___ Exercise data ___

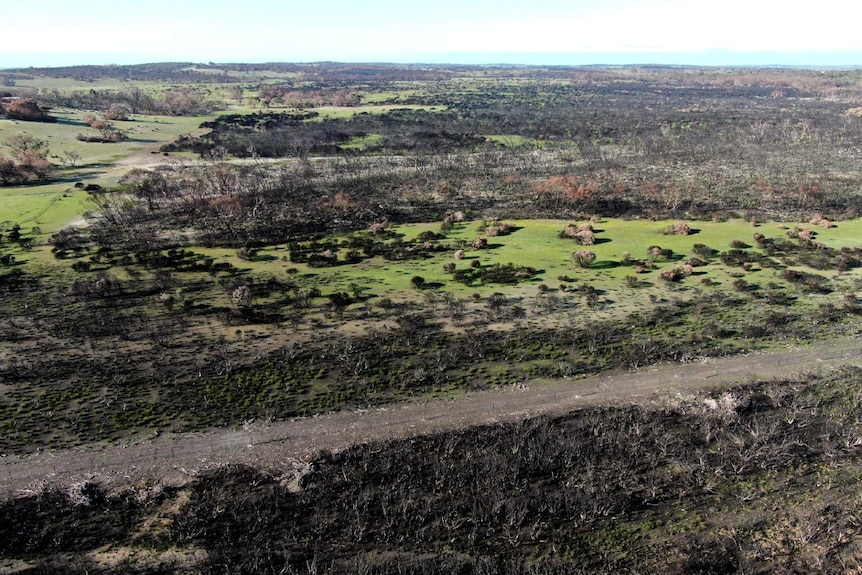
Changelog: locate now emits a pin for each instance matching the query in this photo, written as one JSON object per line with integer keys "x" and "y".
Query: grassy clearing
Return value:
{"x": 50, "y": 206}
{"x": 144, "y": 132}
{"x": 535, "y": 244}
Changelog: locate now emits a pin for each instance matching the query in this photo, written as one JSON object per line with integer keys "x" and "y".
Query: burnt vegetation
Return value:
{"x": 167, "y": 313}
{"x": 727, "y": 482}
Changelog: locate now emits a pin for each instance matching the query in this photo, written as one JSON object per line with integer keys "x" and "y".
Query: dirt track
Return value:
{"x": 174, "y": 458}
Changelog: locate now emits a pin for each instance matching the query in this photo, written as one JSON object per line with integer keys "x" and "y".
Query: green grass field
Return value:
{"x": 536, "y": 244}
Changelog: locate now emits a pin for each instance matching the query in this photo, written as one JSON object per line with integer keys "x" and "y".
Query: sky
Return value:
{"x": 708, "y": 32}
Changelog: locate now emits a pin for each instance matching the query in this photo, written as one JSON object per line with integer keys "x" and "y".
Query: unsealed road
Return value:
{"x": 174, "y": 458}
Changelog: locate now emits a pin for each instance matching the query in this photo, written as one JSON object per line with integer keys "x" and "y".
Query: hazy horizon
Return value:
{"x": 543, "y": 32}
{"x": 715, "y": 58}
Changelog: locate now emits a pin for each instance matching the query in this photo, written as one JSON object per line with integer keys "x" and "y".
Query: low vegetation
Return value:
{"x": 185, "y": 247}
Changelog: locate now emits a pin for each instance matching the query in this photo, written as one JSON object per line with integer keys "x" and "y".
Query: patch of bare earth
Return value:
{"x": 173, "y": 459}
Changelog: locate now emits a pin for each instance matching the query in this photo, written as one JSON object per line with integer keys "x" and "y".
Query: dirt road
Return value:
{"x": 175, "y": 458}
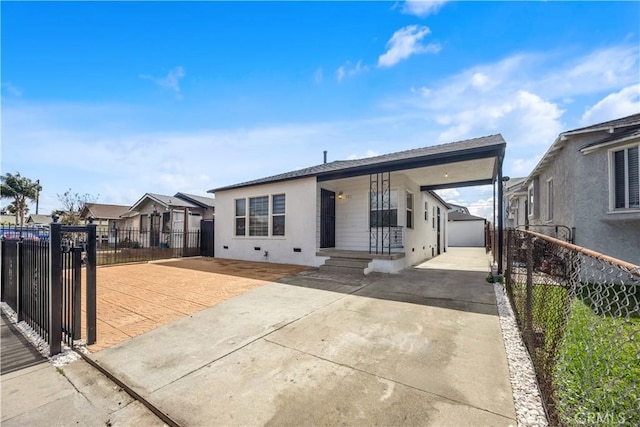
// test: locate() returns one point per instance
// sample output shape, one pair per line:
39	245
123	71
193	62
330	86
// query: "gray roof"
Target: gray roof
166	201
205	202
459	216
103	211
614	128
40	219
385	160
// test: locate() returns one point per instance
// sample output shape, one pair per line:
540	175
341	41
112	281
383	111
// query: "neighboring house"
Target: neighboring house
160	219
458	208
105	216
372	214
8	220
515	206
588	181
466	230
35	219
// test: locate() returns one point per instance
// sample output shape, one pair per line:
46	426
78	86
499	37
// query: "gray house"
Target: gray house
588	181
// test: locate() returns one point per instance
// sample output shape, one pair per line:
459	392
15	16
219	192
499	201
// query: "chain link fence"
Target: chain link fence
579	314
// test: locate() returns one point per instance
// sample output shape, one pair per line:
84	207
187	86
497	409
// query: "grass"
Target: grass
589	362
597	375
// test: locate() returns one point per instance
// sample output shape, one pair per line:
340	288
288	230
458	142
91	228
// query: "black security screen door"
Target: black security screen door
327	219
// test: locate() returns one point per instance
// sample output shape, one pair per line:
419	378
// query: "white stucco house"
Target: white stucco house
372	214
586	188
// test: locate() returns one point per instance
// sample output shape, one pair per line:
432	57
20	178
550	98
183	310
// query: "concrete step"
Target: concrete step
359	271
347	262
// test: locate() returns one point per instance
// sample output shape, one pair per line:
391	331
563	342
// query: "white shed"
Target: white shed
466	230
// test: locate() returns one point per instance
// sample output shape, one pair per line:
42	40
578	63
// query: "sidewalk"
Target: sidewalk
35	393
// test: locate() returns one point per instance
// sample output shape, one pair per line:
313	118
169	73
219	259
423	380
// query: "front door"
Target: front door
327	219
438	229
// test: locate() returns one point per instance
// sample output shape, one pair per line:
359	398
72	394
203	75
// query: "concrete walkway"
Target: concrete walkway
35	393
420	347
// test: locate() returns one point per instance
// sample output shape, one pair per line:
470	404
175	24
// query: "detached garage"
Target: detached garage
466	230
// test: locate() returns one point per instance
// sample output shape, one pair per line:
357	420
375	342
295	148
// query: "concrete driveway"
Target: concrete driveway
422	347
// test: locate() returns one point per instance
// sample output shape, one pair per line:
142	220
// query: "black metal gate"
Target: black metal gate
327	218
207	238
41	280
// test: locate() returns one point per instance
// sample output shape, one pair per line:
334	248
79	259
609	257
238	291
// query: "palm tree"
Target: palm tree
20	189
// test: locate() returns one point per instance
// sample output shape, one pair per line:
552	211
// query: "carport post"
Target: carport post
500	217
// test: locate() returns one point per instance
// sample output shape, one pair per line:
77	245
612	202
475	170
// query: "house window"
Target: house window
277	218
626	183
241	220
144	223
550	199
166	222
259	216
409	210
383	210
531	200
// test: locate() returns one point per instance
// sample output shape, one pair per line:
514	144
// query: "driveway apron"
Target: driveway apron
421	347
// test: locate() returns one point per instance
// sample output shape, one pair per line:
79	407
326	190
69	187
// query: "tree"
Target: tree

___

Exercise task: Pictures are not part of the copy; output everything else in the records exactly.

Written response:
Changelog: locate now emits a pin for each instance matching the query in this photo, written as one JSON object per line with integer keys "x" and "y".
Query: grassy clearing
Return value:
{"x": 50, "y": 206}
{"x": 144, "y": 132}
{"x": 535, "y": 244}
Changelog: locate now emits a pin for each instance matching the query in this photo, written as one JSON object per line with integer keys "x" and "y".
Query: burnt vegetation
Return value:
{"x": 167, "y": 313}
{"x": 727, "y": 482}
Changelog: locate now emits a pin for each instance matching the query in this photo, written as one JSON object per line with integer keys "x" and "y".
Query: dirt track
Return value:
{"x": 174, "y": 458}
Changelog: locate now emits a pin for each instance matching the query in this photo, written as one JSON object per line with integer keys "x" and "y".
Query: green grass field
Return value:
{"x": 536, "y": 244}
Changelog: locate now emits a pin for each instance matching the query in this photo, written as one JSON object per line with integer keys "x" and "y".
Query: sky
Return value:
{"x": 708, "y": 32}
Changelog: locate now emits a pin for each instance matching the query in this photo, written as one JSON object per line with integer keys "x" and "y".
Query: unsealed road
Return value:
{"x": 174, "y": 458}
Changelog: locate now emits a pin for each instance matching the query in this photo, written as one JSON object per line with integer keys "x" and "y".
Query: hazy horizon
Return value:
{"x": 543, "y": 32}
{"x": 715, "y": 58}
Changelog: locate now emits a pin for each instance matching the query in this photo, written as one JSON object per line with integer keys "x" and "y".
Query: low vegetation
Return value:
{"x": 185, "y": 247}
Changelog: locate now emits a pin for each instance matching the query in this photo, written as one JSON object per line with integer keys "x" and "y".
Query: patch of bare earth
Return value:
{"x": 173, "y": 459}
Changelog: locate now emits a pin for each instance matching the query in this photo, written as one JSON object per line with integer keys "x" and "y".
Query: dirt road
Return value:
{"x": 175, "y": 458}
// test: locate() returns one point per instance
// sample output shape, one pair per line:
39	245
123	71
193	62
330	86
// query: "gray roof"
Target: gray roof
166	201
205	202
459	216
103	211
614	128
40	219
385	160
// test: locate() returns one point per instance
// sample output shape, one pair per line:
540	175
341	41
112	281
383	111
// query: "neighboring house"
Target: neighboring house
160	219
458	208
105	216
372	214
8	220
515	206
588	181
466	230
35	219
// test: locate() returns one point per instance
// sample output shape, one pair per line:
46	426
78	86
499	37
// query: "gray house"
Target: gray house
588	181
// test: locate() returns one point per instance
// sample output shape, one pair per line:
459	392
15	16
219	192
499	201
// query: "chain link fence"
Target: chain link fence
579	314
// test: locate() returns one point per instance
// sample output shape, one pair per line:
84	207
187	86
497	409
// query: "grass"
Target: grass
589	362
597	375
// test: locate() returns one point per instance
// sample output shape, one pair per line:
340	288
288	230
458	142
91	228
// query: "black security screen door"
Target: black security screen door
327	219
// test: locate() returns one point per instance
// sample output shape, one pair per line:
419	378
// query: "white stucco house"
Target: white stucco house
372	214
586	188
// test: locate() returns one point per instance
// sample output shape, one pair per line:
432	57
20	178
550	98
183	310
// query: "concrete step"
Target: concrete step
359	271
347	262
// test: locate() returns one point per instance
// sample output shape, one pair per line:
391	331
563	342
// query: "white shed"
Target: white shed
466	230
// test: locate() returns one point per instance
// sample output shape, one pair per line:
42	40
578	63
// query: "sidewalk"
Target: sidewalk
35	393
// test: locate() returns one point per instance
// sample output shape, one pair per line:
313	118
169	73
219	259
423	380
// query: "front door"
Target: front door
327	219
438	229
// test: locate() returns one point per instance
// sample output shape, one pair per line:
359	398
72	394
203	75
// query: "concrete walkway"
Target: concrete walkway
35	393
420	347
// test: locate() returns one point per instance
// sample output shape, one pair per line:
470	404
175	24
// query: "detached garage"
Target: detached garage
466	230
// test: locate() returns one point per instance
// sample output shape, one pair per line:
357	420
375	342
295	148
// query: "concrete driveway"
Target: concrete driveway
422	347
// test: locate() returns one point per instance
// sample output shape, one pair per line:
142	220
// query: "black metal gate"
Target: black metal gate
327	218
207	238
41	280
// test: locate() returns one point per instance
// sample output shape, one pair per line:
334	248
79	259
609	257
238	291
// query: "palm tree"
Target: palm tree
20	189
// test: locate() returns one point per instance
// sample output shape, one pair per line:
552	211
// query: "carport post"
Target: carport post
500	217
// test: locate() returns one point per instance
// sample output shape, one pair per line:
77	245
612	202
475	170
// query: "house window"
Target: house window
277	218
626	183
241	220
144	223
550	199
166	222
259	216
409	210
383	210
531	200
// test: locate() returns one point per instance
// sample output shape, one pair per line:
514	144
// query: "driveway apron"
Target: driveway apron
421	347
// test: locate() returns one point per instance
// sample output shape, one pair per line:
79	407
326	190
69	187
// query: "tree"
Target: tree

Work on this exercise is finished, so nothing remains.